Pointing and labeling entries
┄┄┄┄┄┄

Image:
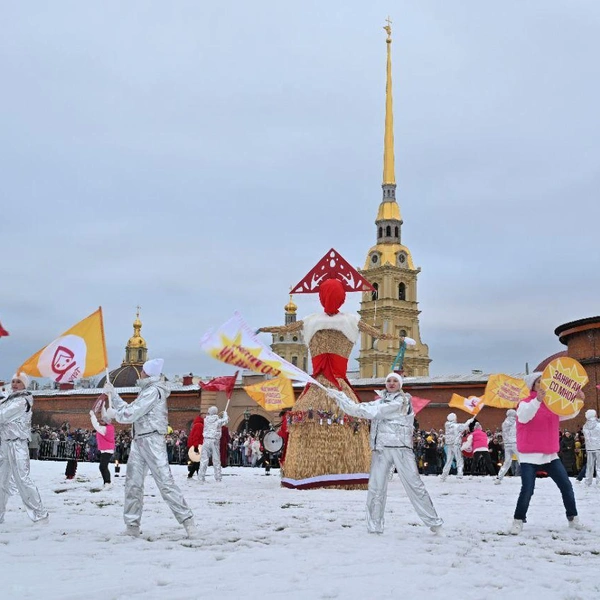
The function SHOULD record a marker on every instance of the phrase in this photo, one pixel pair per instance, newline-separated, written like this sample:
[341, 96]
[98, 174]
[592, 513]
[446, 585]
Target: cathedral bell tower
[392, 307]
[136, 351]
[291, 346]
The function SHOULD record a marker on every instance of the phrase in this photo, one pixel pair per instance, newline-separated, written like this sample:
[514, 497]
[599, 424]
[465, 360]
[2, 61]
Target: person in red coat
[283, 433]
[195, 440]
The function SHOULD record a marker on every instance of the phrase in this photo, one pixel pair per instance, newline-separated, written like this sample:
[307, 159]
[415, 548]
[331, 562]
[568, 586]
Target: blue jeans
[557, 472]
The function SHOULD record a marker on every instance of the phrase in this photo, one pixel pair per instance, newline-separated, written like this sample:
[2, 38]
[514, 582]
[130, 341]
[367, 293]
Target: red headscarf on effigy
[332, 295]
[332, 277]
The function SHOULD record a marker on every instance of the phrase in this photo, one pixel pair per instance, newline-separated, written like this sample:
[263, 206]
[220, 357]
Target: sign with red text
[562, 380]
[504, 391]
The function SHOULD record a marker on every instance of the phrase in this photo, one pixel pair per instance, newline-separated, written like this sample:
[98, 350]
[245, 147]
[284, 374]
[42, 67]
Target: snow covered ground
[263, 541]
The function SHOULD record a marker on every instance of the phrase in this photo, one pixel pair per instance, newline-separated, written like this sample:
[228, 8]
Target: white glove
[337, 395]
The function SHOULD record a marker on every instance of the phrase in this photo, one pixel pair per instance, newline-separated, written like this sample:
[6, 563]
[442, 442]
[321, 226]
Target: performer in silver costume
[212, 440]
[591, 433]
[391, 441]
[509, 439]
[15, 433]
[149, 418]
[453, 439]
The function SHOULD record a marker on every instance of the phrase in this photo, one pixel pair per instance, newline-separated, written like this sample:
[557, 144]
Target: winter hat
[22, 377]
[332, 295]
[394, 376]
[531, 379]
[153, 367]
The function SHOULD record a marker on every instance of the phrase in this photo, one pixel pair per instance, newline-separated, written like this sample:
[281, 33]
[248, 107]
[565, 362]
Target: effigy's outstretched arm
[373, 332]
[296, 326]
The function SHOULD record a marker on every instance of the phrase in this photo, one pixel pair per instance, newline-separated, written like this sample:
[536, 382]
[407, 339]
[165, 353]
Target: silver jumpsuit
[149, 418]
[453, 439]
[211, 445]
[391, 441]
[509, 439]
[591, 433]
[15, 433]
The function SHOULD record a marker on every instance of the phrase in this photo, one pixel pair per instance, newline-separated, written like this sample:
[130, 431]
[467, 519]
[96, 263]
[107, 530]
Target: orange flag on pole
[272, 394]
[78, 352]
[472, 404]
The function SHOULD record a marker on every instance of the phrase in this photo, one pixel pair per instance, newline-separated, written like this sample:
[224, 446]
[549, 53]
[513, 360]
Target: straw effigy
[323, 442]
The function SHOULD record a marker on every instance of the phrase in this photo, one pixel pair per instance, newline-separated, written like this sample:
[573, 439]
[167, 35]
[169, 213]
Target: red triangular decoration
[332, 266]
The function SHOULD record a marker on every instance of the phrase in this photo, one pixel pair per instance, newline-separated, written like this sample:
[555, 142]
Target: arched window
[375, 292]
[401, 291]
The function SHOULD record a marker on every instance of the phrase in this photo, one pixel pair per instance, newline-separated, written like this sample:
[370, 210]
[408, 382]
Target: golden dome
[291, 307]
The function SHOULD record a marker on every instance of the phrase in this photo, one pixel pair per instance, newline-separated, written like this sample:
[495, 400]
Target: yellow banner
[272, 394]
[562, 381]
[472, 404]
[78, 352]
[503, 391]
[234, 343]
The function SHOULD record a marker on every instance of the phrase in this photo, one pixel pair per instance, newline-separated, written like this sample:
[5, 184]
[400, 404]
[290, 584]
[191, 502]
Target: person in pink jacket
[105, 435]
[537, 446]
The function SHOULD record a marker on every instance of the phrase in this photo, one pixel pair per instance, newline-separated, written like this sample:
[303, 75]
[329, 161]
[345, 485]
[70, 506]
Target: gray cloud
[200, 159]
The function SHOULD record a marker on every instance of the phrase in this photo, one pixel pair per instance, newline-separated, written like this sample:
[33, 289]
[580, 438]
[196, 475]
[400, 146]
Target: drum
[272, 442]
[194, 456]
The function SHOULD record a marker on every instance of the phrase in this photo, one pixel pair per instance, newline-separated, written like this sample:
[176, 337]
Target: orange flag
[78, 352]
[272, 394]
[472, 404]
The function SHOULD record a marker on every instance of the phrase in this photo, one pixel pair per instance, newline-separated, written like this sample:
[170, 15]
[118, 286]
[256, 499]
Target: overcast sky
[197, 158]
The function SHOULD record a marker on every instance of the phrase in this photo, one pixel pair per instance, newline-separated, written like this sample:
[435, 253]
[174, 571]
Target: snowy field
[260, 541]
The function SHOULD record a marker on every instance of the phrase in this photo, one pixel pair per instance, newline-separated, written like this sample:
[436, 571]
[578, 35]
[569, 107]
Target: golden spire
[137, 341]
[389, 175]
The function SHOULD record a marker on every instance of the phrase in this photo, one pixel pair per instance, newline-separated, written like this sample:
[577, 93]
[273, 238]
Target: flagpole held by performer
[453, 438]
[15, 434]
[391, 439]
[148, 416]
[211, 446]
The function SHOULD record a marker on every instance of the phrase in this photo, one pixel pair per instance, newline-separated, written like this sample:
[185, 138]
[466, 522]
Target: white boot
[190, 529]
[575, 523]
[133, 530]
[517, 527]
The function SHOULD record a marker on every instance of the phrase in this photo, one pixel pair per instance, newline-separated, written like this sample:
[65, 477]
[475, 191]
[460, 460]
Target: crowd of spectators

┄┄┄┄┄┄

# Request:
Copy every line of the data exactly as written, excluding the pictures.

# Response to this exercise:
Image:
The function SHOULD record a marker on every instance of the phrase in this photo, one pixel pair per instance, newline-separated, written like this sample:
[341, 96]
[98, 174]
[592, 513]
[446, 585]
Target: cathedral bell tower
[392, 307]
[136, 351]
[291, 346]
The function SHOULD record a marker on every instance of the phrase in this photo, one pixel pair per instance, newline-separated, written like this sample:
[514, 497]
[599, 424]
[465, 360]
[2, 61]
Target: person in red coat
[283, 433]
[195, 440]
The function SHOULD record a marker on every instance of the phrase in this photo, one pixel pair per instance, newline-separated, written like this sample:
[307, 159]
[415, 548]
[331, 562]
[568, 586]
Target: blue jeans
[557, 472]
The function SHOULD record a marker on every instance of the phrase in this photo, one pixel pair per instance, newline-separated, written like this sample:
[2, 38]
[514, 582]
[130, 341]
[367, 293]
Target: red headscarf on effigy
[332, 295]
[332, 277]
The function SHOULD record a marker on every instance of the phrase in this photo, one pixel pair per instance, newline-separated, written like this sample:
[263, 206]
[220, 357]
Target: sign with red text
[562, 380]
[504, 391]
The function SHOULD record a marker on every instance of the phrase in this photo, one pixel pair per instance, newline-separated, written like this sample:
[98, 350]
[245, 147]
[284, 374]
[42, 67]
Target: snow covered ground
[263, 541]
The function SHOULD record a marker on every instance of the phrase in this photo, one pixel pair per instance, newline-separated, written like this sample:
[228, 8]
Target: white glove
[337, 395]
The function SHOULD record a marker on every instance of the phrase in this photo, one pixel pair per instance, newline-separated, written like this sample:
[6, 563]
[442, 442]
[321, 226]
Target: performer in silver costume
[212, 440]
[591, 433]
[391, 441]
[509, 439]
[15, 433]
[149, 418]
[453, 439]
The function SHOULD record a marker on every instance of the phrase in this photo, one pixel pair per instance, newline-separated, written like this sample:
[557, 144]
Target: winter hat
[22, 377]
[332, 295]
[394, 376]
[531, 379]
[153, 367]
The function SHOULD record a marker on every instance of the phrase in this photo, one pixel pair per instance, newline-separated, written like this sample:
[281, 33]
[248, 107]
[565, 362]
Target: effigy's outstretched arm
[373, 332]
[296, 326]
The function SHOULD record a marker on every instance of the phrase in this photo, one pixel pair per instance, newline-separated, written like this sample:
[536, 382]
[407, 339]
[165, 353]
Target: silver jumpsuit
[149, 418]
[453, 439]
[211, 445]
[391, 441]
[509, 439]
[591, 433]
[15, 433]
The function SHOULD record a marker on every instance of the phrase in this photo, one pixel pair per instance, newline-separated, written like this sample:
[130, 431]
[467, 519]
[96, 263]
[107, 530]
Target: orange flag on pole
[272, 394]
[78, 352]
[472, 404]
The function SHOULD record a marker on every instance of the phrase in this photo, one pixel pair per instance, newline-separated, written like this sample:
[224, 446]
[549, 53]
[513, 360]
Target: straw effigy
[323, 442]
The function SHOULD record a marker on every instance of the phrase in this photo, one pixel pair per instance, newline-separated, written like this sample:
[573, 439]
[167, 35]
[169, 213]
Target: red triangular decoration
[332, 266]
The function SHOULD record a marker on every instance of the phrase in this photo, one pixel pair per instance, newline-separated, written like this sample:
[555, 142]
Target: arched window
[375, 292]
[401, 291]
The function SHOULD record a marker on every instance of the phrase in this photo, one pixel pair per instance, newline-separated, written like this sample:
[370, 210]
[408, 382]
Target: golden dome
[291, 307]
The function SHOULD record a marker on every instance of the phrase in this photo, one pixel pair per instance, newline-separated, written like this sample:
[495, 400]
Target: yellow banner
[272, 394]
[562, 381]
[472, 404]
[78, 352]
[503, 391]
[234, 343]
The function SHOULD record a marker on every instance of the phrase in this photo, one pixel pair per instance, newline-separated, written like this sample:
[5, 184]
[400, 404]
[290, 584]
[191, 502]
Target: person in pink jacket
[105, 435]
[537, 446]
The function SHOULD record a marker on every instance of the phrase in this photo, one pixel pair per instance, newline-separated, written like this sample:
[303, 75]
[329, 161]
[345, 485]
[70, 506]
Target: gray cloud
[200, 159]
The function SHOULD record a marker on every instance of the phrase in this photo, one pixel pair per instance, newline-separated, written like this sample:
[33, 289]
[580, 438]
[196, 475]
[400, 146]
Target: drum
[272, 442]
[194, 456]
The function SHOULD record a marker on every instance of the phrase in this photo, one pixel pair per instance, newline-separated, written like this sample:
[176, 337]
Target: orange flag
[78, 352]
[272, 394]
[472, 404]
The function SHOULD record a marker on every instance of the phrase in this photo, one pixel pair per instance, newline-separated, written like this sample:
[170, 15]
[118, 286]
[256, 499]
Target: overcast sky
[197, 158]
The function SHOULD record a marker on every instance of the phrase in this photo, one pixel pair per instance, newline-separated, written like this sample:
[435, 253]
[174, 571]
Target: snowy field
[260, 541]
The function SHOULD record a marker on every instance of the phrase in this photo, one pixel pair per instance, newline-separated, written like this sample:
[436, 571]
[578, 35]
[569, 107]
Target: golden spire
[137, 341]
[389, 175]
The function SHOULD record a marker on every instance of the phrase in this photo, one pixel pair per instance, newline-separated, written like this sample:
[577, 93]
[273, 238]
Target: flagpole held by performer
[453, 438]
[15, 434]
[391, 439]
[148, 416]
[211, 446]
The function SHOULD record a marker on every instance of the phrase in this photo, one pixel pair per instance, newline-separated, written like this sample:
[185, 138]
[466, 522]
Target: white boot
[190, 529]
[575, 523]
[133, 530]
[517, 527]
The function SHOULD record a marker on every instance of the phrase in this photo, one pixel pair per instance, newline-separated, written like this sample:
[65, 477]
[475, 191]
[460, 460]
Target: crowd of spectators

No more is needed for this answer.